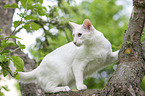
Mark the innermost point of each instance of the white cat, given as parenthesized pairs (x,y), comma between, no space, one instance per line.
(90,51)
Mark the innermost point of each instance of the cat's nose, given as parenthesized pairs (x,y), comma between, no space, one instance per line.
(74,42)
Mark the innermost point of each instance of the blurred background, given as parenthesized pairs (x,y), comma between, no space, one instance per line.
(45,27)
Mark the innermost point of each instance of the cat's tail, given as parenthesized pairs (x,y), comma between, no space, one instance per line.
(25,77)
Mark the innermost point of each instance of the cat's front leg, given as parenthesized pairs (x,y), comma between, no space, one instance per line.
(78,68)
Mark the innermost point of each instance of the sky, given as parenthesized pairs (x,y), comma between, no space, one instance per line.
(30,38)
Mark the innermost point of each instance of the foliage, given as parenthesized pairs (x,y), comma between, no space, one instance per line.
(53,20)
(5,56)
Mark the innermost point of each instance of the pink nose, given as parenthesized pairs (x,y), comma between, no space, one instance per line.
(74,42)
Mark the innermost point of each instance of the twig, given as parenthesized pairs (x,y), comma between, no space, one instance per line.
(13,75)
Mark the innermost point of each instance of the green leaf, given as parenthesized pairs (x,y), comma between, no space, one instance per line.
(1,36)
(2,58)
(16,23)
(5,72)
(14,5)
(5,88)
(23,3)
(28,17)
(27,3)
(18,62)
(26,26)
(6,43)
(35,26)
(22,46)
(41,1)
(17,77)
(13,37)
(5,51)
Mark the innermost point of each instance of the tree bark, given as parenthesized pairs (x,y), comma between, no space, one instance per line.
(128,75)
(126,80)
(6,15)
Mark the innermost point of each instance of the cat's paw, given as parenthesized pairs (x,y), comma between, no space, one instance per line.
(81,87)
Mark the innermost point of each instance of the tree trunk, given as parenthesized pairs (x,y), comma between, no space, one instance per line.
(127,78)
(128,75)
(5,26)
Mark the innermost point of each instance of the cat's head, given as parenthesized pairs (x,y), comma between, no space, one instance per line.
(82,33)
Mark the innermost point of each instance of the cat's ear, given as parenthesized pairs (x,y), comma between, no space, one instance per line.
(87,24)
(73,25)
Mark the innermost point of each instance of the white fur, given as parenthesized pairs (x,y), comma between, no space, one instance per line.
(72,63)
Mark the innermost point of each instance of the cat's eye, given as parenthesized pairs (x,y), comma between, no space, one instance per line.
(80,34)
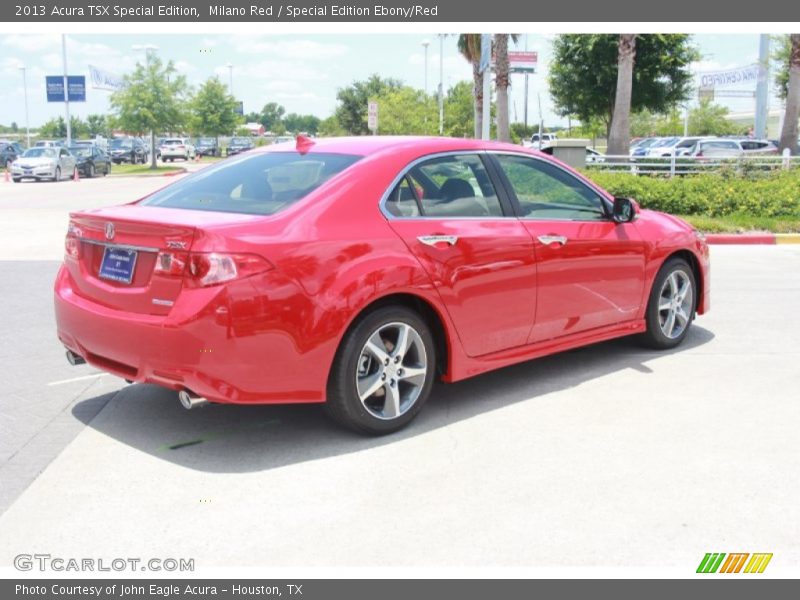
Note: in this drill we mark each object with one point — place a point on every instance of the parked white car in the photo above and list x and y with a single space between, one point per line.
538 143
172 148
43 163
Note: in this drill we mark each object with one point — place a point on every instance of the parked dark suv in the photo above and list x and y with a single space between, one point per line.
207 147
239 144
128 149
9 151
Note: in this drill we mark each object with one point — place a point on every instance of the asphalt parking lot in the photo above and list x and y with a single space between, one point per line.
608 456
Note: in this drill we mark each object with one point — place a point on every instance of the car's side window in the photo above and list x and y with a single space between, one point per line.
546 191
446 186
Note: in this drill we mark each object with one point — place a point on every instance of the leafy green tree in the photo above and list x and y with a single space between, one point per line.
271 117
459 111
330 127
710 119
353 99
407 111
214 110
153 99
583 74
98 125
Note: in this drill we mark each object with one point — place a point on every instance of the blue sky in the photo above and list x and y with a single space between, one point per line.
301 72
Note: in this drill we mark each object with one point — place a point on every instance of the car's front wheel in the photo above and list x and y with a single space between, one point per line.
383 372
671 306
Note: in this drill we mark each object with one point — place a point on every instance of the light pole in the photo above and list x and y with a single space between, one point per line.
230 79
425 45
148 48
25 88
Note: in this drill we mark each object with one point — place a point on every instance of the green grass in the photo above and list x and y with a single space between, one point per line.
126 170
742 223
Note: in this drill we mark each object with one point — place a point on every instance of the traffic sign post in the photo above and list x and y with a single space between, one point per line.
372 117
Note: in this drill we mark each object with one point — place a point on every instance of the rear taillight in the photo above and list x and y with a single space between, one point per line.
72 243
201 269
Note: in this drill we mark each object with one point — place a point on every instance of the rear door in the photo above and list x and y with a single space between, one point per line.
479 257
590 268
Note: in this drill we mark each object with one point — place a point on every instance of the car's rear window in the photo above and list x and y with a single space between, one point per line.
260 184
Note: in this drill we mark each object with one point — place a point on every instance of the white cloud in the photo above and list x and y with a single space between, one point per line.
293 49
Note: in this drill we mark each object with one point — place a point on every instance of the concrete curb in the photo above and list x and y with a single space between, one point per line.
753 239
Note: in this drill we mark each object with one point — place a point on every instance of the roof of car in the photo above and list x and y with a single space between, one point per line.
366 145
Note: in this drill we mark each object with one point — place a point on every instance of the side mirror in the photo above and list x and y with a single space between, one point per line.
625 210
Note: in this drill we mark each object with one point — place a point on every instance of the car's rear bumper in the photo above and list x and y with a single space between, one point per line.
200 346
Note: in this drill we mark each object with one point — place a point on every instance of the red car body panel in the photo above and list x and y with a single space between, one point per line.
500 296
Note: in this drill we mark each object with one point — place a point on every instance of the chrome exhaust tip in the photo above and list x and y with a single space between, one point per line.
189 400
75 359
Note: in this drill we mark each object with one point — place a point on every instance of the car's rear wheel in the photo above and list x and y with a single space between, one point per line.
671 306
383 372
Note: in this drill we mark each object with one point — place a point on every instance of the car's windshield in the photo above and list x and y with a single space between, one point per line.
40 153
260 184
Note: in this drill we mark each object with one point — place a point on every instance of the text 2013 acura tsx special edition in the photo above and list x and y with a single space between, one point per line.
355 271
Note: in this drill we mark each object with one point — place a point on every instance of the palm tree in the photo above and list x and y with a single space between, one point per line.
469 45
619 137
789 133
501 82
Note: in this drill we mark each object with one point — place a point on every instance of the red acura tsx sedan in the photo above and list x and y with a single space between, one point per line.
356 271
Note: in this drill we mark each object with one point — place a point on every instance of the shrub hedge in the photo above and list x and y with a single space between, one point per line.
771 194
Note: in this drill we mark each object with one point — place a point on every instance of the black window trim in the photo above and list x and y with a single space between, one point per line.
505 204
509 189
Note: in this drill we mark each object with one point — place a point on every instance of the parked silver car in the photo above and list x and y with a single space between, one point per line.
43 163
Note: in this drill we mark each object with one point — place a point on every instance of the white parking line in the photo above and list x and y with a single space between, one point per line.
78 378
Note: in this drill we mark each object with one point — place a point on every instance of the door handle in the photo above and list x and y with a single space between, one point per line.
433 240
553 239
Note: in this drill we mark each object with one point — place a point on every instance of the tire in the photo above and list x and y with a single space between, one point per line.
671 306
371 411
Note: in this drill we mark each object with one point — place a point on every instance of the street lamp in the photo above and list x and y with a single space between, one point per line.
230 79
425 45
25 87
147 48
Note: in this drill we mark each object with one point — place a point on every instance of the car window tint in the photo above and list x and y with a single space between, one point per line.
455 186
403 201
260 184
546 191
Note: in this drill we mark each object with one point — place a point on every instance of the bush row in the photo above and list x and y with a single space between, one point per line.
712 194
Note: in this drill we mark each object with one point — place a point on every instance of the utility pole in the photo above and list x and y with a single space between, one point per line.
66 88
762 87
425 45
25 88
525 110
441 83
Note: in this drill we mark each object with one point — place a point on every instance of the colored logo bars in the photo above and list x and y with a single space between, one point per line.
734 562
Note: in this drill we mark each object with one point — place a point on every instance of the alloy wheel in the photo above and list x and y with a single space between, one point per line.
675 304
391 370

________________________________________

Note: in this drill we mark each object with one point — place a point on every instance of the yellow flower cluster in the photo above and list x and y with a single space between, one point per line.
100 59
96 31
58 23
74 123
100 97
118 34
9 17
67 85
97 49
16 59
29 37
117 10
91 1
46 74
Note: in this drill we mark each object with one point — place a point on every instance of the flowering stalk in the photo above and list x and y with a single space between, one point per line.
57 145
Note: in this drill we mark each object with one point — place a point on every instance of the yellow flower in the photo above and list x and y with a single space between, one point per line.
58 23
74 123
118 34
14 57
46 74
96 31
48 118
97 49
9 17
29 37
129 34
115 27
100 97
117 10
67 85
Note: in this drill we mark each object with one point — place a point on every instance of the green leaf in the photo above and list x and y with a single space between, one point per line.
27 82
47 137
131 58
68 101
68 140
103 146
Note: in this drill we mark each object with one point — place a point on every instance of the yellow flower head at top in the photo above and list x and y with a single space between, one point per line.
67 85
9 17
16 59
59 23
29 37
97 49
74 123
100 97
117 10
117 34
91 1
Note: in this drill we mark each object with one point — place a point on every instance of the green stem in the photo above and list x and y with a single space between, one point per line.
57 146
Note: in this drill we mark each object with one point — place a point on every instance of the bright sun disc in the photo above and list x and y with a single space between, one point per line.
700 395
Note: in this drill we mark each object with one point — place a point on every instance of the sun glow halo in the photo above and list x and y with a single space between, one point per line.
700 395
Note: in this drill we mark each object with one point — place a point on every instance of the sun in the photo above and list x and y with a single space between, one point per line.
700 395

________________________________________

Copy every line of the material above that contains the string "wheel". Matching is case-sensitive.

Note: in this drill we mark each object with one point — place a point on every instance of the car's front wheel in the photo above and list x and y with a single space between, one point per line.
Note: in this drill we mark each object with one point — place a point on every instance of the car's rear wheel in the photo above and list x and y with a single space between, one point per line.
Note: in this drill we mark each object with one point — place a point on every instance of the alloy wheel in the photo above and list x and y with a single space between, one point per line.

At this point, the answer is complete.